JOB 1> Find every line in the entries that contains the string "segment" and copy each of those lines out in full.

QUOTED TEXT>
American forces, let alone the British, are overstretched in Iraq and
Afghanistan. Ossetia is not going to be the trigger for a third world
war, although small events have in the past triggered major wars. Yet
the world has reason to be worried. This is a major shift in Russian
policy; it asserts the willingness of Russia to intervene with force in
the affairs of a neighbouring country. No one can welcome that. It is
surprising to see the Russian government act on such an important
strategic matter when it has so little support. So far, no other
significant power seems to have recognised the claimed independence of
South Ossetia or Abkhazia. Russia has failed to persuade China to
recognise the two — and that really is important. Last week, there was a
summit of the Shanghai Group held in Tajikistan. It was attended by the
central Asian states Kazakhstan, Kyrgyzstan, Uzbekistan and Tajikistan,
as well as by Russia and China. This summit did not join Russia in
giving recognition to the independence of South Ossetia or Abkhazia. On
the contrary, it expressed ‘concern’ about the latest tensions in these
regions. Russia has embarrassed its allies in Asia.

Data entries
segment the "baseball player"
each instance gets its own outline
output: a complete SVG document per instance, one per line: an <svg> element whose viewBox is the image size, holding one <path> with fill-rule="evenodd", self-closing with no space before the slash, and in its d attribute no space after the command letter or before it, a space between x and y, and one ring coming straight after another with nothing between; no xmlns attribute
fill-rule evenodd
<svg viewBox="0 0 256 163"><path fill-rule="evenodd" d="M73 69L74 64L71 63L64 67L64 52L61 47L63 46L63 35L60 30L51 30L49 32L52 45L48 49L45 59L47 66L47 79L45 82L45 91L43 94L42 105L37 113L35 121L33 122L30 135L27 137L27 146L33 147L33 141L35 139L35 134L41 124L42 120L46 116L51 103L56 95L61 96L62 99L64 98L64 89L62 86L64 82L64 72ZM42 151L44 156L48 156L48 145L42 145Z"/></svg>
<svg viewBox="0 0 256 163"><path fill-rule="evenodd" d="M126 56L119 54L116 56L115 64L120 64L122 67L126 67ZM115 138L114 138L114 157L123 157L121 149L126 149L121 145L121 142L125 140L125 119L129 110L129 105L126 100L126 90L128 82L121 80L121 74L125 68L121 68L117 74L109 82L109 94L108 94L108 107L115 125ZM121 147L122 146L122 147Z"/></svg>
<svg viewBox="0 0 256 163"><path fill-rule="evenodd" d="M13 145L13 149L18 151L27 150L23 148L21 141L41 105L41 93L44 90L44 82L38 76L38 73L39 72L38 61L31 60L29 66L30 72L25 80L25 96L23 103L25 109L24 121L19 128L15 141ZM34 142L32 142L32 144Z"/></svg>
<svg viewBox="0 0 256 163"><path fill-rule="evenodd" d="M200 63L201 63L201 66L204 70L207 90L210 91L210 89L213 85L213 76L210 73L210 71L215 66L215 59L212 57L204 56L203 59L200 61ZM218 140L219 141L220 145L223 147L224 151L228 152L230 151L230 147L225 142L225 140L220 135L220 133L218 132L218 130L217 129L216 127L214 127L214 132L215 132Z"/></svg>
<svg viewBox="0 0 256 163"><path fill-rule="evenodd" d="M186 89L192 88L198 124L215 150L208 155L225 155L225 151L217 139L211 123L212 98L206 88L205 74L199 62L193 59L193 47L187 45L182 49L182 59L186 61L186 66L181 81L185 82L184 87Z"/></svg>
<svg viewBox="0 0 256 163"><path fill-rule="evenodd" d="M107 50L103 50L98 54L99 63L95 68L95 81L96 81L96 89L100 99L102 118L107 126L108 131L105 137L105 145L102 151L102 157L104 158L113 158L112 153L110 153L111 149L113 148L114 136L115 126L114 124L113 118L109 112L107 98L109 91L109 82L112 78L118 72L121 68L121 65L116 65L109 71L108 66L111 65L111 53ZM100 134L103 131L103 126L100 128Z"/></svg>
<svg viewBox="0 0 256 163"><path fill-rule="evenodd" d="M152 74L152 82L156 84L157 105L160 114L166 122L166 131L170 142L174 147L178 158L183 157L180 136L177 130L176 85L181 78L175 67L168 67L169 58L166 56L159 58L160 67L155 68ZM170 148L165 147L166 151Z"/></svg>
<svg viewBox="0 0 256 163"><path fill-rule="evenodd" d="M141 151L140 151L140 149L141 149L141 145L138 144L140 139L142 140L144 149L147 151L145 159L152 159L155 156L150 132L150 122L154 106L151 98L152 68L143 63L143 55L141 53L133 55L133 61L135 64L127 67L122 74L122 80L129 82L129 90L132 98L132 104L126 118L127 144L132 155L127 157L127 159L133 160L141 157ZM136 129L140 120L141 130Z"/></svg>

...

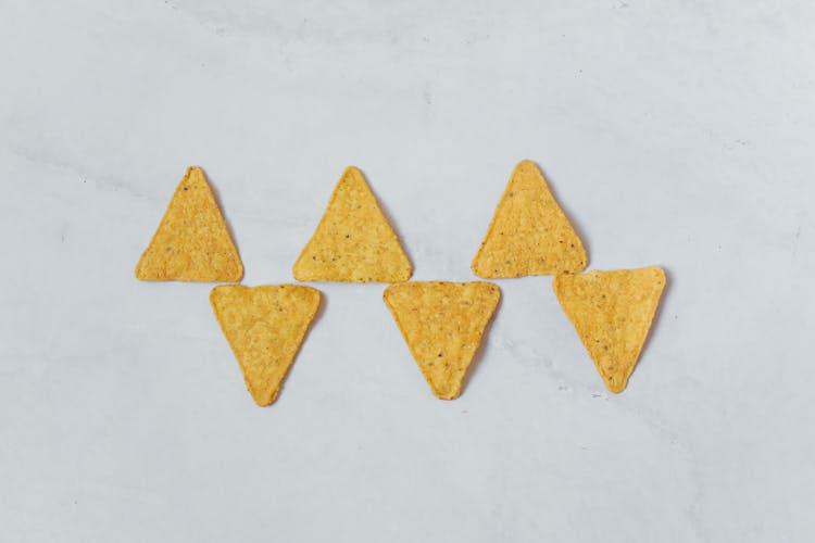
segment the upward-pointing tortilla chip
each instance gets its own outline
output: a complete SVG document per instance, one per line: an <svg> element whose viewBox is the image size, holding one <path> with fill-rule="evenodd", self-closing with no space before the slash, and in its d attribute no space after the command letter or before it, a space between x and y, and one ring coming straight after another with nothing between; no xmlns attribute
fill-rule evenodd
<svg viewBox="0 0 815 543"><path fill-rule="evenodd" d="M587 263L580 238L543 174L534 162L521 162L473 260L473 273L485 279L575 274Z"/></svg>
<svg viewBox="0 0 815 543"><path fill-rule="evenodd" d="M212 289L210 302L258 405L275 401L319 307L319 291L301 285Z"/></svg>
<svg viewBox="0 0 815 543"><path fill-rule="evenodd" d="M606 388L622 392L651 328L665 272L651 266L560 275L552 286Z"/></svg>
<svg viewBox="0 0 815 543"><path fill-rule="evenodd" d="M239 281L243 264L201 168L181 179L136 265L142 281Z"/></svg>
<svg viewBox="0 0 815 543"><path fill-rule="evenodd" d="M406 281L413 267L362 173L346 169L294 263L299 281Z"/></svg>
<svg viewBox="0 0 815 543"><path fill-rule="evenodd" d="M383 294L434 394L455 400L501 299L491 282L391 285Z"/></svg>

--

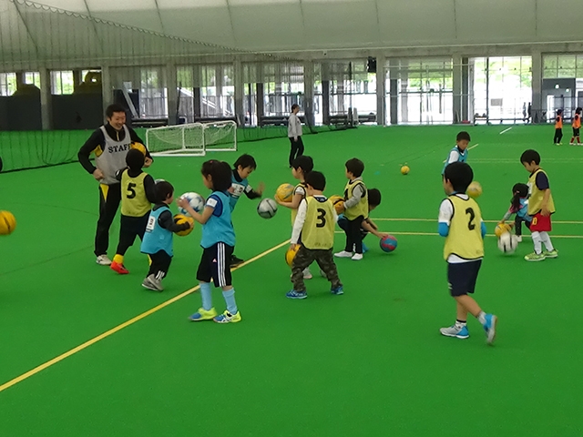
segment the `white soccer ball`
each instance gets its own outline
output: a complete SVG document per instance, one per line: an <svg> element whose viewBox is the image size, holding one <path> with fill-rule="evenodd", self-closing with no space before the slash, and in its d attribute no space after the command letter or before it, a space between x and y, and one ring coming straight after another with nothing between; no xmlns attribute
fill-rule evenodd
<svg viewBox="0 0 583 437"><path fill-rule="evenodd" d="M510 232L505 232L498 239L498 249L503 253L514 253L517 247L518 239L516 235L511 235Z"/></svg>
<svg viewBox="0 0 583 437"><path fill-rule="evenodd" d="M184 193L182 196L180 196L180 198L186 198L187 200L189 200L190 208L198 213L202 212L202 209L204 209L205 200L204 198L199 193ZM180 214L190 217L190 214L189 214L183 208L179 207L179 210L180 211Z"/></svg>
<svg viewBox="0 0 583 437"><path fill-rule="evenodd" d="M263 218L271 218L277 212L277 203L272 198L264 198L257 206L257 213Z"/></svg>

JOB 2> Please repeat the passage on Russia and South Ossetia word for word, from start to finish.

WORKED SOLUTION 1>
segment the "baseball player"
segment the upward-pointing tortilla chip
segment the `white soccer ball`

WORKED SOLUTION 2>
American forces, let alone the British, are overstretched in Iraq and
Afghanistan. Ossetia is not going to be the trigger for a third world
war, although small events have in the past triggered major wars. Yet
the world has reason to be worried. This is a major shift in Russian
policy; it asserts the willingness of Russia to intervene with force in
the affairs of a neighbouring country. No one can welcome that. It is
surprising to see the Russian government act on such an important
strategic matter when it has so little support. So far, no other
significant power seems to have recognised the claimed independence of
South Ossetia or Abkhazia. Russia has failed to persuade China to
recognise the two — and that really is important. Last week, there was a
summit of the Shanghai Group held in Tajikistan. It was attended by the
central Asian states Kazakhstan, Kyrgyzstan, Uzbekistan and Tajikistan,
as well as by Russia and China. This summit did not join Russia in
giving recognition to the independence of South Ossetia or Abkhazia. On
the contrary, it expressed ‘concern’ about the latest tensions in these
regions. Russia has embarrassed its allies in Asia.